Information supplied Block Start

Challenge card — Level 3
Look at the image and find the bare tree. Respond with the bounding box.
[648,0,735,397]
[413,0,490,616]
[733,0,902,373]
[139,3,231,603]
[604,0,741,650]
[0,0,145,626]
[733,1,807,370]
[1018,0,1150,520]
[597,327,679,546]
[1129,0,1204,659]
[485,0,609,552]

Information supplied Block End

### Directions
Every line of the material must be returned exactly as it appears.

### Result of the exercise
Challenge card — Level 3
Look at the image and find the bare tree. Respond with the bounding box.
[648,0,735,397]
[413,0,490,616]
[733,0,902,373]
[139,3,231,603]
[604,0,741,650]
[0,0,145,626]
[733,1,807,370]
[1018,0,1150,520]
[597,327,679,546]
[1129,0,1204,659]
[485,0,609,552]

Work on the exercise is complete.